What to produce:
Only the lines from the one with "Would you mind annotating the jeans pocket" through the end of the data are wanted, copied exactly.

__________________________________________________

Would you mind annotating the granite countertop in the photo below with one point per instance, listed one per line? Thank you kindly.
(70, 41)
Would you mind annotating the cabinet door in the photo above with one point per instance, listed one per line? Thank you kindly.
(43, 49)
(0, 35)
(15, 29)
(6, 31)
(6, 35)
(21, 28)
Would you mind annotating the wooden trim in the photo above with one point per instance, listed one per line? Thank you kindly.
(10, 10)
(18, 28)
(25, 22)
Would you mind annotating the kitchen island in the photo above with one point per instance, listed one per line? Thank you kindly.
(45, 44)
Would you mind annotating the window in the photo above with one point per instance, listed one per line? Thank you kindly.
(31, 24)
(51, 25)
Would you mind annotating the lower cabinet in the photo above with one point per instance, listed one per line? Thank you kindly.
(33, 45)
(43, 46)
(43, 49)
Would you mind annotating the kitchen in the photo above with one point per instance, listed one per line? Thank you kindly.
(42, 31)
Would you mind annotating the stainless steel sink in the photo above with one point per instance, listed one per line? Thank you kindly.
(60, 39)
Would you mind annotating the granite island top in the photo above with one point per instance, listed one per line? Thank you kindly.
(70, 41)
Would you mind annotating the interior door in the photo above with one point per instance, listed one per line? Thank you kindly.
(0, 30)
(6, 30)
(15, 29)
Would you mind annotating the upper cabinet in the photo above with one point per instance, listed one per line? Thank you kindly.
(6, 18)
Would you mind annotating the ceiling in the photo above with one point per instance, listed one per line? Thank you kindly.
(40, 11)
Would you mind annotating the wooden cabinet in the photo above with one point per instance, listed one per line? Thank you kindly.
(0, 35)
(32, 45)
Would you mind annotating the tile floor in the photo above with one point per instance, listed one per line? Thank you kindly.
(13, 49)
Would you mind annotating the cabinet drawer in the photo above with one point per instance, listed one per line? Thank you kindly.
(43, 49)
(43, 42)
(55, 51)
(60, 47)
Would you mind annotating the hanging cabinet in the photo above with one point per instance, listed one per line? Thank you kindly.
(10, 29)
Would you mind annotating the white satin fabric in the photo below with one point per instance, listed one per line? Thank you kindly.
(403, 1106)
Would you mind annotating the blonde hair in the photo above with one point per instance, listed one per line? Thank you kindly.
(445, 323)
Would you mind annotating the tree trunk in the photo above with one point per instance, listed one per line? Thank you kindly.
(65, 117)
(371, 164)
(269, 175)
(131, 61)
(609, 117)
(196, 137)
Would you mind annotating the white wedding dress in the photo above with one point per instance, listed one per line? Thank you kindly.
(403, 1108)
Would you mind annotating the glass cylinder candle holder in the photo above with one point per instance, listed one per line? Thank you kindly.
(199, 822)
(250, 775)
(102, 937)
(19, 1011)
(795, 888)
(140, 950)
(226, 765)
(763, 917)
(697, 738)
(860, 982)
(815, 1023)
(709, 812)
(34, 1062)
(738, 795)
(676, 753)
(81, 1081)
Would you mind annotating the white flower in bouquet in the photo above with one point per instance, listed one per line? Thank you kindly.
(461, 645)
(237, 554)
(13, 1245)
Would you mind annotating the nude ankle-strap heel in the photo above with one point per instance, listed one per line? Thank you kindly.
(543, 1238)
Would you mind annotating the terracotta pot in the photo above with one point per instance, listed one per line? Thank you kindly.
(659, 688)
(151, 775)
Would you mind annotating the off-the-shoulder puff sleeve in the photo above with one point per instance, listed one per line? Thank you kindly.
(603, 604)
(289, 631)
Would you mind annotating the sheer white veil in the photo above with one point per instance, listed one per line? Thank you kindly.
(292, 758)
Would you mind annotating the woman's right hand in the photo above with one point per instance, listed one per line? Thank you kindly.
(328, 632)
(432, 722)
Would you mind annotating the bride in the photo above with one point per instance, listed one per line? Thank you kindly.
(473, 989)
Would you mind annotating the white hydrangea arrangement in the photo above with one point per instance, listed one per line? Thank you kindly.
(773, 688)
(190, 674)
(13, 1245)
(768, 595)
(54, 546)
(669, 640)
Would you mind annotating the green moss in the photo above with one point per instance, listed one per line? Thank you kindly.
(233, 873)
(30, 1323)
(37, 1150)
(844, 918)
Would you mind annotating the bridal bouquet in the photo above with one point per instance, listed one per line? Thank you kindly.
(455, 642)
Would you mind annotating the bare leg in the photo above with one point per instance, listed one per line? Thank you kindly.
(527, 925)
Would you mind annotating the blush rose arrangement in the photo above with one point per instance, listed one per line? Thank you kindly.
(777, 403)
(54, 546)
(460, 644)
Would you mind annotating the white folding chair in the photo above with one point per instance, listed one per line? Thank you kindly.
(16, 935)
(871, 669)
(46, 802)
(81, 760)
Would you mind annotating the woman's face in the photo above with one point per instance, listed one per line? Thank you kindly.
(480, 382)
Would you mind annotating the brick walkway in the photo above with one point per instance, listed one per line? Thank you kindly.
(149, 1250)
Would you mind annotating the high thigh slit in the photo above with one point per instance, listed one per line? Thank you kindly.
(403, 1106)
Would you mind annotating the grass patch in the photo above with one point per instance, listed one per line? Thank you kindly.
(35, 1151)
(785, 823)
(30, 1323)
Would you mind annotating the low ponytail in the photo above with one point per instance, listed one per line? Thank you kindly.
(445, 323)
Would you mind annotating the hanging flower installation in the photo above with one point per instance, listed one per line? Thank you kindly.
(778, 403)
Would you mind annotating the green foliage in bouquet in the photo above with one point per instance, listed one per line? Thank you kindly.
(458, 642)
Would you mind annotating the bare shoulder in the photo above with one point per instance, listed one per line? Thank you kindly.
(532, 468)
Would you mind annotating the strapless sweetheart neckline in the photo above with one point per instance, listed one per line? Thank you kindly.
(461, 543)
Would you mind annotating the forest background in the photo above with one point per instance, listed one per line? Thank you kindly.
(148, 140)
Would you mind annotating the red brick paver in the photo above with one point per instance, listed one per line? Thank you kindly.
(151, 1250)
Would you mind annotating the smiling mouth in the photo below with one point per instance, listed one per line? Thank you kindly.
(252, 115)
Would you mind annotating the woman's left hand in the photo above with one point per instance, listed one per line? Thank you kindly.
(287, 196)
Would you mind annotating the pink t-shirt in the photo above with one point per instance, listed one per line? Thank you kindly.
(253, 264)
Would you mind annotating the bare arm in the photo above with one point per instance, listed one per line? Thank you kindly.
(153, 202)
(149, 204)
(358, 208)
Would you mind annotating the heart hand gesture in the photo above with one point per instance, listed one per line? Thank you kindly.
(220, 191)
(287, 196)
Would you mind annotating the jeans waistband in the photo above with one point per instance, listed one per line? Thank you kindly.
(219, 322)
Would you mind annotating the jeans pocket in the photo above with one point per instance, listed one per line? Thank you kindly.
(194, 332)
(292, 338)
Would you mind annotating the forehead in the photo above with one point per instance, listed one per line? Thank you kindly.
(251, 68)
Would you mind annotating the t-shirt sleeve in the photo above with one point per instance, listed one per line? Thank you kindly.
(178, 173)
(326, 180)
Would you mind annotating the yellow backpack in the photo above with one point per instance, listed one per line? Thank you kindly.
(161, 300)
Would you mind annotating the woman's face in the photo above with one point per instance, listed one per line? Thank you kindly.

__________________________________________________

Task solution:
Would you mind annotating the jeans pocket in the photo above with one point per instance, listed one per line? Thank you kindly.
(194, 332)
(292, 338)
Would you mind annotating the forehead in the photo above with one point per instance, listed one per line? Thank you kindly.
(251, 68)
Would you mind annotating the t-shirt sleeve in the photo above with one point per instance, listed one per line? Thank you kindly.
(178, 173)
(326, 180)
Would you mind annotating the yellow backpack in the photo above with one point per instance, listed one per line? Thank you kindly.
(161, 300)
Would you mind annotating the woman's face in the photo above with one point per instance, listed one per line? Thank you kindly.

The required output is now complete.